Where does the word "below" show up in the records? Copy every line that has it.

Records from a dataset
_ _ _ _

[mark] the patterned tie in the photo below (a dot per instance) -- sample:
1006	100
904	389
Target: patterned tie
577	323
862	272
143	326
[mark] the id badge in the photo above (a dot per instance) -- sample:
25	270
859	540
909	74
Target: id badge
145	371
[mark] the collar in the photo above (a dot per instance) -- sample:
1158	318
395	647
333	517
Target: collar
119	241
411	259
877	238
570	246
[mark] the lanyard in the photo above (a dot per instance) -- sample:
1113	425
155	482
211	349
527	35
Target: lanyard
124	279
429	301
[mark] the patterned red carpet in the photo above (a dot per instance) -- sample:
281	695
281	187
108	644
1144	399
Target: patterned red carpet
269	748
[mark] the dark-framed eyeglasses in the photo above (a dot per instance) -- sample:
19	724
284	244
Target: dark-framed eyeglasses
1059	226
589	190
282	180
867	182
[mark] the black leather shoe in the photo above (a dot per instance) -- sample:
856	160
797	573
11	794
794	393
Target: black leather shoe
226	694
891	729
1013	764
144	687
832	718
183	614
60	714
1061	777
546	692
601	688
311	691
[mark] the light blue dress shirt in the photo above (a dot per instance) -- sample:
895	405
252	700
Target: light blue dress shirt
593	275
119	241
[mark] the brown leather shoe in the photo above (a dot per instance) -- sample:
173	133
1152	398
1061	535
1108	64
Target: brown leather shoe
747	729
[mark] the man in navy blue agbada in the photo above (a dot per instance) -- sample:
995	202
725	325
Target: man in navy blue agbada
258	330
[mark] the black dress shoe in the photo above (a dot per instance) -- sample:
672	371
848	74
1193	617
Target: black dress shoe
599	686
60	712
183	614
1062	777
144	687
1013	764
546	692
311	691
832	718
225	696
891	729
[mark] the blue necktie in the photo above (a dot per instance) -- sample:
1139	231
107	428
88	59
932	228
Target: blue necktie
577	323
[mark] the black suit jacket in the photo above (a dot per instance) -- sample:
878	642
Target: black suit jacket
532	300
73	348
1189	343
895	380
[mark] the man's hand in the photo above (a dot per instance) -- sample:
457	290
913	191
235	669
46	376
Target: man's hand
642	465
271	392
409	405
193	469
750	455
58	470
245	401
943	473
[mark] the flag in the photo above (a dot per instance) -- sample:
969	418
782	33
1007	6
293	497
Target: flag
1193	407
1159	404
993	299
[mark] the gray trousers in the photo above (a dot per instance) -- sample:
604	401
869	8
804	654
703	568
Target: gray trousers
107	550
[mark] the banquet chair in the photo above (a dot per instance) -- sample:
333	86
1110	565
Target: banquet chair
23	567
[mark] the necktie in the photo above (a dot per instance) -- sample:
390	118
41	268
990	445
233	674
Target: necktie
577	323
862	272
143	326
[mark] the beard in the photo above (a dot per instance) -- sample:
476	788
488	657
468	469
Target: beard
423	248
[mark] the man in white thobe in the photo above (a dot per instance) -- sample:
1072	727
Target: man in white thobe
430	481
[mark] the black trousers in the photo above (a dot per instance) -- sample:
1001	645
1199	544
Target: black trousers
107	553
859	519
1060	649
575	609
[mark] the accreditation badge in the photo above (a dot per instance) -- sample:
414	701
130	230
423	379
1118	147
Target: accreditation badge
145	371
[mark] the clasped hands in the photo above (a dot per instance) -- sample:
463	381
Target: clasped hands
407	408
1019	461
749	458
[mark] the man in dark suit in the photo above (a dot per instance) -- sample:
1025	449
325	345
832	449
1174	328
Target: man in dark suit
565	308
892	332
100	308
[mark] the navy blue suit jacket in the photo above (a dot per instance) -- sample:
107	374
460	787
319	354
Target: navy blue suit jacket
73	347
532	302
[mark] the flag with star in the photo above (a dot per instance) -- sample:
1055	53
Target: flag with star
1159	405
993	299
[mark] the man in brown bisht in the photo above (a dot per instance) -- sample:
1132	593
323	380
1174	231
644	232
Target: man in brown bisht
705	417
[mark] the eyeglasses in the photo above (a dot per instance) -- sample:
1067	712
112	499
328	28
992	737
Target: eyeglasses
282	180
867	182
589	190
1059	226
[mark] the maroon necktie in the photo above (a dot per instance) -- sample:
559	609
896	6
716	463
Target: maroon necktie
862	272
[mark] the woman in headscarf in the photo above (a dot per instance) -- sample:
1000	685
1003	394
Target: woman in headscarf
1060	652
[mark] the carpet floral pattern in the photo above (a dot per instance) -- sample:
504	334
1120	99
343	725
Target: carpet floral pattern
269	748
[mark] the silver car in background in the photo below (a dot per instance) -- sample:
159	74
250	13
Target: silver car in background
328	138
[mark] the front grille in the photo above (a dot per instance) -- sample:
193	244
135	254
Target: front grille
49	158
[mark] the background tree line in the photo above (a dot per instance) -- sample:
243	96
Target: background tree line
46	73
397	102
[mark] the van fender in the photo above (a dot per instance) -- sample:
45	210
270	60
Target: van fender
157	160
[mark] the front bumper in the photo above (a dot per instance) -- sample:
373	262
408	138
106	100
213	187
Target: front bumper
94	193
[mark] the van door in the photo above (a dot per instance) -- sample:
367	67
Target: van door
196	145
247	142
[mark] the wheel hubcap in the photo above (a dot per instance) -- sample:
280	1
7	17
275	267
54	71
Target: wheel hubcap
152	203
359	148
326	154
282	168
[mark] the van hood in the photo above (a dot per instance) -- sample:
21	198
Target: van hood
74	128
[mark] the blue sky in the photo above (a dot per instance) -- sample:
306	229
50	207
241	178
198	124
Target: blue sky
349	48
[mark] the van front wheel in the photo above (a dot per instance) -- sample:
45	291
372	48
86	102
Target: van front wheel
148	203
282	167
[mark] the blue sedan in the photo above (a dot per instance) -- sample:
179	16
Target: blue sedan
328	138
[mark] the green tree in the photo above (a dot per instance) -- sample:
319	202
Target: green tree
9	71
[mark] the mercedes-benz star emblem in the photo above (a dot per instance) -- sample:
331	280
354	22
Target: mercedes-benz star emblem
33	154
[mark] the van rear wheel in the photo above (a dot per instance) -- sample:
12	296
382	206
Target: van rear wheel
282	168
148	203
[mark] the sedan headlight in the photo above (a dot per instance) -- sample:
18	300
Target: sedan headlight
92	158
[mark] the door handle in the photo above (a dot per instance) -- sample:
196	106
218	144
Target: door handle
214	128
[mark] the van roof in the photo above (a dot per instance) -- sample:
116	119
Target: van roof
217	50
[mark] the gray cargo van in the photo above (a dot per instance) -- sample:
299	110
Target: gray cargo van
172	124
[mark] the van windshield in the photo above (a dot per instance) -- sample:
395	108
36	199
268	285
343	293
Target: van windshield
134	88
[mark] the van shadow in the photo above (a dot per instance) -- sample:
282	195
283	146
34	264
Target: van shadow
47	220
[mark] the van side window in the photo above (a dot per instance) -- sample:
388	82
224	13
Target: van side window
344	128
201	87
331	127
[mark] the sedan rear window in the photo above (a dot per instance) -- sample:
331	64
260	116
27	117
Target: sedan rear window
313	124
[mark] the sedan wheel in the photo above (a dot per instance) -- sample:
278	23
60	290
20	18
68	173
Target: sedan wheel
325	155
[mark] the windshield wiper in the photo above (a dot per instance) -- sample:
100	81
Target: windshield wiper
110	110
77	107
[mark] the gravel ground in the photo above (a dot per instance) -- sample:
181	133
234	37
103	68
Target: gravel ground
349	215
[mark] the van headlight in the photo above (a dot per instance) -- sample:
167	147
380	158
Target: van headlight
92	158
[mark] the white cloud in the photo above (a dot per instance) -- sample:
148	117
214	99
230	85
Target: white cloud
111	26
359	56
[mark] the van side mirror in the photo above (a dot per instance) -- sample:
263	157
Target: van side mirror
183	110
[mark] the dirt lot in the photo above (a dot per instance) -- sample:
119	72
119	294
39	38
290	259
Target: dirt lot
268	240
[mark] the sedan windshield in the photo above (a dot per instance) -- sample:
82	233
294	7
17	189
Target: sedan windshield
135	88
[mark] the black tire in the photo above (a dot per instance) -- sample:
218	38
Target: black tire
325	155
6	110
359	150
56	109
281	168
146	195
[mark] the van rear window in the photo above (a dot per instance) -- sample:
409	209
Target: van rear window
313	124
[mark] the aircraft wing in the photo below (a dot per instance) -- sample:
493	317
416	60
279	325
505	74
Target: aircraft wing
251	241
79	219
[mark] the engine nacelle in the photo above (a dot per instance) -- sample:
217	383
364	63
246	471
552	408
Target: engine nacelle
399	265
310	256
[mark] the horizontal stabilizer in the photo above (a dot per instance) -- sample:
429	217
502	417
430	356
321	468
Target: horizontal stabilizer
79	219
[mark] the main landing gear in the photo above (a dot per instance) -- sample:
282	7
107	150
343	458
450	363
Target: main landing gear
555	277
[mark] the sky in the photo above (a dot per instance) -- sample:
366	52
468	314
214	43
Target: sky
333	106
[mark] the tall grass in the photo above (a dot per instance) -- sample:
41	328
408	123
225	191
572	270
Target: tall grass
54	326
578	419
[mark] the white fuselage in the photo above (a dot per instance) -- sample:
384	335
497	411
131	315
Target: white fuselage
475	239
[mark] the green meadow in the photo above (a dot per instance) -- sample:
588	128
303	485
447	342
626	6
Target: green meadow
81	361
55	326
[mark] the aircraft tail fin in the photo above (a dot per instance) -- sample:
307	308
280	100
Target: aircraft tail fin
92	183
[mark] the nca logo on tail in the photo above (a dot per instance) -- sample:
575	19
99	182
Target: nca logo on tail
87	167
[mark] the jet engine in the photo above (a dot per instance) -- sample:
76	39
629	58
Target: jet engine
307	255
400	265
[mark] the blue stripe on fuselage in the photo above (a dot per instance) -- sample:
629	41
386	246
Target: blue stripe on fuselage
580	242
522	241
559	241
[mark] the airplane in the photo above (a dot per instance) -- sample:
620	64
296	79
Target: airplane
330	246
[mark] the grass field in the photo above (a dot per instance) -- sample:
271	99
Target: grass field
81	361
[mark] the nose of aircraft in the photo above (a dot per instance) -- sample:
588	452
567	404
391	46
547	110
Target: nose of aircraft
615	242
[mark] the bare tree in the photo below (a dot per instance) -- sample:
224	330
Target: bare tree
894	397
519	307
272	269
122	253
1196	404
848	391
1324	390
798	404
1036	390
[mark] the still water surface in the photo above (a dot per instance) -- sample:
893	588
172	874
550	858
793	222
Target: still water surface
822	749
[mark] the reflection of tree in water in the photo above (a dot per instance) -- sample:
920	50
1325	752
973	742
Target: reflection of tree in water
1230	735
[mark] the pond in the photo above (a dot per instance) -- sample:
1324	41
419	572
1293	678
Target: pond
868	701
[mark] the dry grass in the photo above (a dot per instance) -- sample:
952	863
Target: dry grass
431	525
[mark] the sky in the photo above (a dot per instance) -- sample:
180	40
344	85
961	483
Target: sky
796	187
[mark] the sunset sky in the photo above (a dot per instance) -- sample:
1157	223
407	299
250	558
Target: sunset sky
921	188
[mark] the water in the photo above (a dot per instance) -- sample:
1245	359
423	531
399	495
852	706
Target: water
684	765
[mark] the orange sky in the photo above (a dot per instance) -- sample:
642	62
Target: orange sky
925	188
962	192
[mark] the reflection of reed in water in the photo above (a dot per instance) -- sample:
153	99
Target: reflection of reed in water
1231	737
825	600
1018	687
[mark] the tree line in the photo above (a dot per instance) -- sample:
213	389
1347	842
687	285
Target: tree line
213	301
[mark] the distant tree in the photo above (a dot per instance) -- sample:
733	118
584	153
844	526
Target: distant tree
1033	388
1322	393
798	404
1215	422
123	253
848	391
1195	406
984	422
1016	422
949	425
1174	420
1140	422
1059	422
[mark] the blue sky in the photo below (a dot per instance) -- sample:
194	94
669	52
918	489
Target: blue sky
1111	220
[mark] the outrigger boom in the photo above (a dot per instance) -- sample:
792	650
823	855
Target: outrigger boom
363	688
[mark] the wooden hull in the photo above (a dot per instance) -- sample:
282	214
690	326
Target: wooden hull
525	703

_ _ _ _

Response area ▸
[mark] the patterned tie in the photo below (a dot per instance) -- sample:
[mark] the silver car in background in the photo below (a dot per instance) -- sample:
[mark] the aircraft wing in the photo below (a dot per instance) -- sample:
[mark] the bare tree in the photo below (a dot per instance) -- sample:
[mark] the blue sky in the photo below (a dot per instance) -- sample:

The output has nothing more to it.